◆ Prompt ◆
Where a line of the entries holds the string "pink", copy that line.

-----

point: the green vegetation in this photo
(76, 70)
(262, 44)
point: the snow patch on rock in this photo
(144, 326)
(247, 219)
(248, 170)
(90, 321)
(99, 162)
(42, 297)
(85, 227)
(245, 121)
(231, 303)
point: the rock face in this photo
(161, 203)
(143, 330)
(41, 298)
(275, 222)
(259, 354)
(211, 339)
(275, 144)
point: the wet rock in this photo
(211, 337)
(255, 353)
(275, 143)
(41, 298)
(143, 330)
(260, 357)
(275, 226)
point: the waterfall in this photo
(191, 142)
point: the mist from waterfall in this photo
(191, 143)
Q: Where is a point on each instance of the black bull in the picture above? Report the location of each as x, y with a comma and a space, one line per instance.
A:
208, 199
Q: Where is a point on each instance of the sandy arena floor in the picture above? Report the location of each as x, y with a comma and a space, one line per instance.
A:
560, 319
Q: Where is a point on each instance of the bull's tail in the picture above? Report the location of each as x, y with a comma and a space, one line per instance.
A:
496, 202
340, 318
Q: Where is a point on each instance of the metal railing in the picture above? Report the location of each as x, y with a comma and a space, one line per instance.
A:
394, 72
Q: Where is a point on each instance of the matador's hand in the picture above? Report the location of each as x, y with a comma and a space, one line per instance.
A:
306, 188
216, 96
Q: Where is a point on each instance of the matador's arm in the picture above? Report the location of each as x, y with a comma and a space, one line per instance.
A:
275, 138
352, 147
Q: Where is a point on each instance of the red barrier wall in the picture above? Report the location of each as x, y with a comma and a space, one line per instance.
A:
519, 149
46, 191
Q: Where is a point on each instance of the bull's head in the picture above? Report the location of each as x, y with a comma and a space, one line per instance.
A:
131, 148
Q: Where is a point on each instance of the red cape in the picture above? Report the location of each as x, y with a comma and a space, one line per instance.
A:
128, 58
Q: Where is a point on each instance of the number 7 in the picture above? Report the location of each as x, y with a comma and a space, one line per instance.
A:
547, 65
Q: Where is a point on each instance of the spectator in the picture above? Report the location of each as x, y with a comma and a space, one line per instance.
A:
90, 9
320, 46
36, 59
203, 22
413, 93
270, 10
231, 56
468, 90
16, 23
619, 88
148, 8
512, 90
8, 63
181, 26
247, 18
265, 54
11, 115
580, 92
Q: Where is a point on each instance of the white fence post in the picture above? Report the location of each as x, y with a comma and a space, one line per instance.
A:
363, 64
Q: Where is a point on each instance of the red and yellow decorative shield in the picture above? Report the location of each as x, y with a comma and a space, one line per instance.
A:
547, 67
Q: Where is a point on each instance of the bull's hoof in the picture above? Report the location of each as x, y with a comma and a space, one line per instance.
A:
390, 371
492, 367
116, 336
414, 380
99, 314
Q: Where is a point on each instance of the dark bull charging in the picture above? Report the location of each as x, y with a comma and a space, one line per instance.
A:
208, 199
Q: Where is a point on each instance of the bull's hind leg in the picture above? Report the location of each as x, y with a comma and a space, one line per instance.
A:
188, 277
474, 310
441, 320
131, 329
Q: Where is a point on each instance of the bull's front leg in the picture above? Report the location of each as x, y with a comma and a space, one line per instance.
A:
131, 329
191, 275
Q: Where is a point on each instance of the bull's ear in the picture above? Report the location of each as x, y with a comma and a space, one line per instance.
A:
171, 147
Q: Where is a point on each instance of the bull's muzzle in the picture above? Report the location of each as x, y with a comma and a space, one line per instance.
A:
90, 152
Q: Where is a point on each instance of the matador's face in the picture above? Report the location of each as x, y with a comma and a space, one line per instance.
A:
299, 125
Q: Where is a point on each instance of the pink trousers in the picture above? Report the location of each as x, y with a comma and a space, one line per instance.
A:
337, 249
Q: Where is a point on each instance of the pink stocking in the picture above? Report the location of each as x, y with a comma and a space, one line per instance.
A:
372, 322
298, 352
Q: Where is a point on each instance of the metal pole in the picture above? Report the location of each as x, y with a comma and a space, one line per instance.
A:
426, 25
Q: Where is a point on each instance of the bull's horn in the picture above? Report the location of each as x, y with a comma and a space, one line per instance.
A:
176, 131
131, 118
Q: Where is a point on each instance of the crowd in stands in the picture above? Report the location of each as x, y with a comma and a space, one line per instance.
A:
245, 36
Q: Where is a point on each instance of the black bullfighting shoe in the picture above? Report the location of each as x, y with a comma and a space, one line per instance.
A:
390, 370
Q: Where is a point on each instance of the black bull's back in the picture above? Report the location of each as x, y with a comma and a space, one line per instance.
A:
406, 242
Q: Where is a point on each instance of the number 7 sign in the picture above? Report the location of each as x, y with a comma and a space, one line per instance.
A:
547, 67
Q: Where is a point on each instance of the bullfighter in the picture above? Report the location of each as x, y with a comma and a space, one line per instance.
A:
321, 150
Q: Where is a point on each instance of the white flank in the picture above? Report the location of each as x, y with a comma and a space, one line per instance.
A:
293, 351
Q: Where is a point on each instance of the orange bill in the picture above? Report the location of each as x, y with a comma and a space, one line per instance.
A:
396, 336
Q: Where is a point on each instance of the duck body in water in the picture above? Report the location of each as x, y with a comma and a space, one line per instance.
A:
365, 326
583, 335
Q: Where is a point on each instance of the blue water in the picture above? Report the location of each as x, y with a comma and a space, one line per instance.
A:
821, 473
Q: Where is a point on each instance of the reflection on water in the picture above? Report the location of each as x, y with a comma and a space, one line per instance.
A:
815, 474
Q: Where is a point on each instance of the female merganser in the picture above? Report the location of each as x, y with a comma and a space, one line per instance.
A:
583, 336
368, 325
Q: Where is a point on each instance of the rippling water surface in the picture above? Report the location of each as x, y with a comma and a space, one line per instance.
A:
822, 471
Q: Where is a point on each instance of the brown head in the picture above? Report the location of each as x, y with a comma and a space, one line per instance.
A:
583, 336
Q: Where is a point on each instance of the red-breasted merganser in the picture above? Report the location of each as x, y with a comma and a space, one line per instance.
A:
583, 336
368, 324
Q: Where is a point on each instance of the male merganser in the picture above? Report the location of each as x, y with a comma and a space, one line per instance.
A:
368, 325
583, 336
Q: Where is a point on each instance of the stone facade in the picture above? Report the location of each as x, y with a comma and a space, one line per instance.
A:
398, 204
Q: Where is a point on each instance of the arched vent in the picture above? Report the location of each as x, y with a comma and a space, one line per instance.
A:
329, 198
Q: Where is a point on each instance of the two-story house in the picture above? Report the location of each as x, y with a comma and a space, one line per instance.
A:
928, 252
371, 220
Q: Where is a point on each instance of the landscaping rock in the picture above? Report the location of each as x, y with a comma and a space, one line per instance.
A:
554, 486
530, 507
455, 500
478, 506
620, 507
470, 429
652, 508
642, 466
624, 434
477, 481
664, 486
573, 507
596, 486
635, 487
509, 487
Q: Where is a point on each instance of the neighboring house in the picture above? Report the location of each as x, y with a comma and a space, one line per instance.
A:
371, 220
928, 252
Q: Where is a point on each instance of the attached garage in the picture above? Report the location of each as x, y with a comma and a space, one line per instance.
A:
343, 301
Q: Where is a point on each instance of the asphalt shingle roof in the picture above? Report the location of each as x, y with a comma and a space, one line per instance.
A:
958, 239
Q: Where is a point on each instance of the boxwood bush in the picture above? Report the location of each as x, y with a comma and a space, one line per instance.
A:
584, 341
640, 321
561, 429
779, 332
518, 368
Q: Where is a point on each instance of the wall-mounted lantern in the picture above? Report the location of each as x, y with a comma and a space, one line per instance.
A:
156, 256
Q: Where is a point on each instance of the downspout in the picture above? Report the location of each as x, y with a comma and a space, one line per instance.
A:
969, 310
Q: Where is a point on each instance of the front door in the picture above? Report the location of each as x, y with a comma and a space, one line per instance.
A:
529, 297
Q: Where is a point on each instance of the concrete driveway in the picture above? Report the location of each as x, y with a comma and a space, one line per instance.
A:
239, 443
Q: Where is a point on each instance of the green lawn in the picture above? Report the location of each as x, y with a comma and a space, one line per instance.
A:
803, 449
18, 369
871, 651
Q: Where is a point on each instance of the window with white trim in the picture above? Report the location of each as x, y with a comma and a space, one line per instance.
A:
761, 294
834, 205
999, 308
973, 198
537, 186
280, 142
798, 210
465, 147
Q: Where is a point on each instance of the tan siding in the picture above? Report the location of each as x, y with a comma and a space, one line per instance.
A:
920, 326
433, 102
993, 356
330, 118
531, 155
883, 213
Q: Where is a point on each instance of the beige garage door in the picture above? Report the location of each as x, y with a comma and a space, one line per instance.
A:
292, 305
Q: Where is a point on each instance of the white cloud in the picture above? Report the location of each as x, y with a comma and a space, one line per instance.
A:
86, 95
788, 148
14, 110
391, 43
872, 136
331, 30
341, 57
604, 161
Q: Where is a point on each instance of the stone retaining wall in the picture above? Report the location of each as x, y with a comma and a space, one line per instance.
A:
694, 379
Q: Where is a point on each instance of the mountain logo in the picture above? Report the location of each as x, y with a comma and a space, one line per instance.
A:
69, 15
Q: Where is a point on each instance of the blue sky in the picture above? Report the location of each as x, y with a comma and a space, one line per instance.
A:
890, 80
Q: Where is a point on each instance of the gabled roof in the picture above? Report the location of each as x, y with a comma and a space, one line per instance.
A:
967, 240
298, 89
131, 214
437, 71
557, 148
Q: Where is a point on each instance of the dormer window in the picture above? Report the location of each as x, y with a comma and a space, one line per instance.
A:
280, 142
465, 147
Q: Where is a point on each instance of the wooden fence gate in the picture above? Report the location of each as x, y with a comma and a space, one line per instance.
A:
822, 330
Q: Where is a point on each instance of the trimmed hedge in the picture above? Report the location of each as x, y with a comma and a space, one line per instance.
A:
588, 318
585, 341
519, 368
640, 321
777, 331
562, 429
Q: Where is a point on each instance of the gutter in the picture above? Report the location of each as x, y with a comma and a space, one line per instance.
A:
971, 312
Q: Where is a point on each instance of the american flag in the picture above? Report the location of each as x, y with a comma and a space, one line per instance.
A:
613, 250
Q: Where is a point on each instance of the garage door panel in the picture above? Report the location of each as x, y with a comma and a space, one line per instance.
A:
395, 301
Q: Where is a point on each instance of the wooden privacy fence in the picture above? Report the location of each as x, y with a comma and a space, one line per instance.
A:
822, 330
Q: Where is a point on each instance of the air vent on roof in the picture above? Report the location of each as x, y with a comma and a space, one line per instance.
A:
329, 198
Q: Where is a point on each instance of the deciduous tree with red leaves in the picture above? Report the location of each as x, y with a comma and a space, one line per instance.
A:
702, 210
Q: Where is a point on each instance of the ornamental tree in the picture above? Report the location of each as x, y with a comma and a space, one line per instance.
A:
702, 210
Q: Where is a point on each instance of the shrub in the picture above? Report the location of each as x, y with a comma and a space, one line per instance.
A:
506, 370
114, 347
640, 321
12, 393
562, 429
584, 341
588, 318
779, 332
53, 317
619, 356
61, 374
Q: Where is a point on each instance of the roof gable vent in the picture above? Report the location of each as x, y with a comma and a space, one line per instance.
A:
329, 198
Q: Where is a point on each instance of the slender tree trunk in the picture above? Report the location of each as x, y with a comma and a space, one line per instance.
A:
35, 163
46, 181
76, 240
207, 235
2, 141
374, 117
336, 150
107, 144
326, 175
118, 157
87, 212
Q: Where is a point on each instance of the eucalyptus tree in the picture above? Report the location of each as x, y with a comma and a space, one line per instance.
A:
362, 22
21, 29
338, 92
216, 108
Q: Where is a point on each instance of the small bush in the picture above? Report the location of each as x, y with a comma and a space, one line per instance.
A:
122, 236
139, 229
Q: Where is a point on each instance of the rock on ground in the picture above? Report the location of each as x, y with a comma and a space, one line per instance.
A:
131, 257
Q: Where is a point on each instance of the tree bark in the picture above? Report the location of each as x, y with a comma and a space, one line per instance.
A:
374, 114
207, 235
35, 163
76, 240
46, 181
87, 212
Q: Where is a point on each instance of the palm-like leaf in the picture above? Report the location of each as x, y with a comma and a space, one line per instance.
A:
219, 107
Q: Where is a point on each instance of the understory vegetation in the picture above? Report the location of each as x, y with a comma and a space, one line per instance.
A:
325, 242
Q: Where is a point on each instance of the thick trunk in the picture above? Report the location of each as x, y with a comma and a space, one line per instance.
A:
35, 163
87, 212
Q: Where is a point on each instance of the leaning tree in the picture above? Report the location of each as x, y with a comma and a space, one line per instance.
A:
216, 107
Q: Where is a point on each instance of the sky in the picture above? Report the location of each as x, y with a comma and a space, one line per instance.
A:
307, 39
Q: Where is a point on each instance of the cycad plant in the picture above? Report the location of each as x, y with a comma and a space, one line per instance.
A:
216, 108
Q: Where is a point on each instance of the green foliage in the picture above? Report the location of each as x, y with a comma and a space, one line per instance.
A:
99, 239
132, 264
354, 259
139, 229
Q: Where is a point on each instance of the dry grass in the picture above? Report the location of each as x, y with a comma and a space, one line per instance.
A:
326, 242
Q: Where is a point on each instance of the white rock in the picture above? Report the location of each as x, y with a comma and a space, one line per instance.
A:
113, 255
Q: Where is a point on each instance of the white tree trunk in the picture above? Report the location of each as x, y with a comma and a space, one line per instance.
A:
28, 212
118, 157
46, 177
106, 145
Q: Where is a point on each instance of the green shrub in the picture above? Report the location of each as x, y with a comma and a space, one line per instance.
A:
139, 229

-----

◆ Answer to the exercise ◆
Q: Where is a point on each instance of the pink trousers in the picture above? Report the location of each as x, y with a comma and a space, one line per instance.
Q: Where is a point on each instance of the pink stocking in the picture above? Report the location of each as x, y with a comma and a space, one line per instance.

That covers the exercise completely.